Pointing dataset records
_____

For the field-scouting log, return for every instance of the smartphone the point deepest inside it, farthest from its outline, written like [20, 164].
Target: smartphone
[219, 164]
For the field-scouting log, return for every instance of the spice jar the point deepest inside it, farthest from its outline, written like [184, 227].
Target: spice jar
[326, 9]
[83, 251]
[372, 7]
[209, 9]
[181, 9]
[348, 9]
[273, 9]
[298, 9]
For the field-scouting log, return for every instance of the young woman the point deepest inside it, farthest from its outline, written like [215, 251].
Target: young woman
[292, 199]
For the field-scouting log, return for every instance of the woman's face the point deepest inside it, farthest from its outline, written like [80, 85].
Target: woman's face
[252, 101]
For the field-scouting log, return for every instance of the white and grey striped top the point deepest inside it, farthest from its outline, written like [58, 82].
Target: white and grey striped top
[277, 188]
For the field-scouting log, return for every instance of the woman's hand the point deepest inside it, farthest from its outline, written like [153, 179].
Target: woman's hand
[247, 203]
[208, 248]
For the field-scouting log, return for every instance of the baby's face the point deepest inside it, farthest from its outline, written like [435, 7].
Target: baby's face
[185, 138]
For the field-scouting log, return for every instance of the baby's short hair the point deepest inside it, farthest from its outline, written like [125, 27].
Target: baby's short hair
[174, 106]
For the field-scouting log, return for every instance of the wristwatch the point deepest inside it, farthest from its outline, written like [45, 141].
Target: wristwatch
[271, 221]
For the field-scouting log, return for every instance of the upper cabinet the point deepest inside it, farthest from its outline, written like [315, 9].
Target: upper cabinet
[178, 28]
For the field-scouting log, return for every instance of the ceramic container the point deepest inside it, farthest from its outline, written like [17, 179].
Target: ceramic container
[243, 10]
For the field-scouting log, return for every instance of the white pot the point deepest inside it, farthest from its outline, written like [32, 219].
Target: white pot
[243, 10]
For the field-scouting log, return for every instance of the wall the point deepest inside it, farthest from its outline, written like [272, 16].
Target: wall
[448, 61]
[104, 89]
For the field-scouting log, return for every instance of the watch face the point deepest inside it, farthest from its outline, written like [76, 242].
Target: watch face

_____

## WHAT YOU ARE ASKED TO DO
Take the listing above and write it out again exactly.

## CORRECT ANSWER
For the field-scouting log, return for every instance of the smartphone the point deepest inside it, farthest from its outline, written like [20, 164].
Target: smartphone
[219, 164]
For the field-scouting log, return for every instance of the spice jar the point deepest inside it, farthest from its outline, written like [184, 227].
Target: spice jar
[326, 9]
[83, 251]
[372, 7]
[209, 9]
[181, 9]
[348, 9]
[273, 9]
[298, 9]
For the field-scouting log, return for every instance of the young woman the point deepest inside it, farthest from its outline, written like [215, 251].
Target: young woman
[292, 199]
For the field-scouting log, return for every instance of the woman's face the point deepest inside it, farthest from its outline, written like [80, 85].
Target: woman's face
[252, 101]
For the field-scouting log, return for every instance of the white and grey striped top the point deepest inside it, farthest from its outline, written like [58, 82].
Target: white and grey striped top
[277, 188]
For the field-scouting log, return for every instance of the woman's hand the point deepest inside it, farthest from its outline, written like [153, 179].
Target: woman's hand
[247, 203]
[208, 248]
For the field-scouting log, return for every instance of the baby's face the point deepest inside it, farthest from its outline, written like [435, 7].
Target: baby's face
[185, 138]
For the field-scouting log, return for every instance of the baby's short hair the point deepest inside it, farthest from its outline, written like [125, 27].
Target: baby's short hair
[174, 106]
For the field-scouting log, return for every instance of the wristwatch the point deepest inside it, farthest from its outline, written like [45, 141].
Target: wristwatch
[271, 221]
For the field-scouting log, return for every instance of the upper cabinet the point deepest inside it, farthest from its outline, written like [315, 9].
Target: upper cabinet
[178, 28]
For the field-scouting log, return for every instance of the ceramic container the point deepest inside it, farthest from its outline, written like [17, 179].
Target: ceramic container
[243, 10]
For the field-scouting log, return for every instance of the white pot the point deepest inside it, farthest from its outline, written like [32, 219].
Target: white pot
[243, 10]
For the field-scouting log, return for every instance of the wall the point deepest inside it, farthest from its outline, written like [272, 16].
Target: wall
[448, 61]
[104, 89]
For the field-scouting log, return for every instance of the watch face the point deepest inside it, farthest from its outline, written like [76, 242].
Target: watch face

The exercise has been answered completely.